=== Задача ===
Продолжите приведённую ниже ветку форума об операционной системе QNX с того места, где она заканчивается.

=== Фрагмент ===
- - - - -

# Компьютерные технологии > Операционные системы > Другие ОС >  Операционная система реального времени QNX

## dima714

Что такое и с чем ее едят, знает ли кто?

----------


## koleban

QNX операционная система реального времени, используется начиная с фотоаппаратов, заканчивая ядерными реакторами. в жизни компьютерщика почти не встречается. глобальное отличие от всех остальных ОС - составное ядро ОС. Полностью работоспособна, даже видел браузер в ней. полный размер порядка 1 мегабайта, но в этот метр входит многое! Достойный проект. Большое количество платформ:
x86, MIPS, PowerPC, SH-4, xScale, ARM, StrongARM и еще несколько
Кто такое QNX и хто его едят!

----------


## dima714

А кто нибудь работал в ней? какие впечатления? только для работы или для домашнего использования хороша?

- - - - -

Записи с указаниями и подписями
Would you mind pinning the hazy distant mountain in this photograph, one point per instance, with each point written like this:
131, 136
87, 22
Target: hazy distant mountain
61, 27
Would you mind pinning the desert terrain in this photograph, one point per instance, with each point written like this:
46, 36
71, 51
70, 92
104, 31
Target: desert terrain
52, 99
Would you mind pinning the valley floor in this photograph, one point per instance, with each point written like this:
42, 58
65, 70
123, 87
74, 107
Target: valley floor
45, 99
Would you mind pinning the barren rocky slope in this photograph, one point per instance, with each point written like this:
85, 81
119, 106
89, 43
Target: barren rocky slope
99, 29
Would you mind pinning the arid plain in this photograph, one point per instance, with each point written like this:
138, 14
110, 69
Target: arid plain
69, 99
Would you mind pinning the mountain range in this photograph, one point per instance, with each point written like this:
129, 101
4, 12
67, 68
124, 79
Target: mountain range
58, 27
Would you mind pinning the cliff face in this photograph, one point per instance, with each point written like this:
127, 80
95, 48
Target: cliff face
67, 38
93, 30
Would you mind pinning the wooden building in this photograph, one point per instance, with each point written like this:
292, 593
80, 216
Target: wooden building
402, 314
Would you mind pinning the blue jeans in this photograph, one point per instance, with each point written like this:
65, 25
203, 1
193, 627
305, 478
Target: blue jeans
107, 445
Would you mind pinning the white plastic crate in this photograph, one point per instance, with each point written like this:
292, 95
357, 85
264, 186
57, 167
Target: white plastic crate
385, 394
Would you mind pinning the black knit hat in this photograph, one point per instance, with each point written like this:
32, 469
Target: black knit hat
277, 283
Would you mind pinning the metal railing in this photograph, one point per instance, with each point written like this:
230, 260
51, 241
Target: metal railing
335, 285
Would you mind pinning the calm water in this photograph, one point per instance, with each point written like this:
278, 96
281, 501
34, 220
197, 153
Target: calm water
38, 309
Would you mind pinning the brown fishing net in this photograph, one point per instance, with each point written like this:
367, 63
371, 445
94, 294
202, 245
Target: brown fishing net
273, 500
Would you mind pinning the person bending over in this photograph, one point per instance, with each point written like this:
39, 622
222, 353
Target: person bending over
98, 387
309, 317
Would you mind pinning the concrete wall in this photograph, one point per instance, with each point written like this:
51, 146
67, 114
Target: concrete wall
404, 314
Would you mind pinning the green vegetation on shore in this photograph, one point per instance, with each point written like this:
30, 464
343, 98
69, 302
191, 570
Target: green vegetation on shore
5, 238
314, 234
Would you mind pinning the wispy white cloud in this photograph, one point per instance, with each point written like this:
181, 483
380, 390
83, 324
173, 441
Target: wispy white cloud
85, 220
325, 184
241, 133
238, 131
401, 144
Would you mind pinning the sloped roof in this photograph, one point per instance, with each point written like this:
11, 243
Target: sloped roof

- - - - -

=== Результат ===
----------


## koleban

:)))))))))))))))))))))))))))))))))))))))))))))))))  ))))))))
Основное предназначение ОС - автономные устройства .... дома тож можно, но это будет ..... что-то типа работа на Windows Embedded

----------


## dima714

> что-то типа работа на Windows Embedded


хе-хе, ясно, спасибо:)

----------


## TorchWood

А это правда, что на ней есть возможность объединять ресурсы нескольких машин в одну вычислительную систему?

----------


## Botanig

В виртуалбоксе кто-нибудь запускал? А сорцы есть этой системы?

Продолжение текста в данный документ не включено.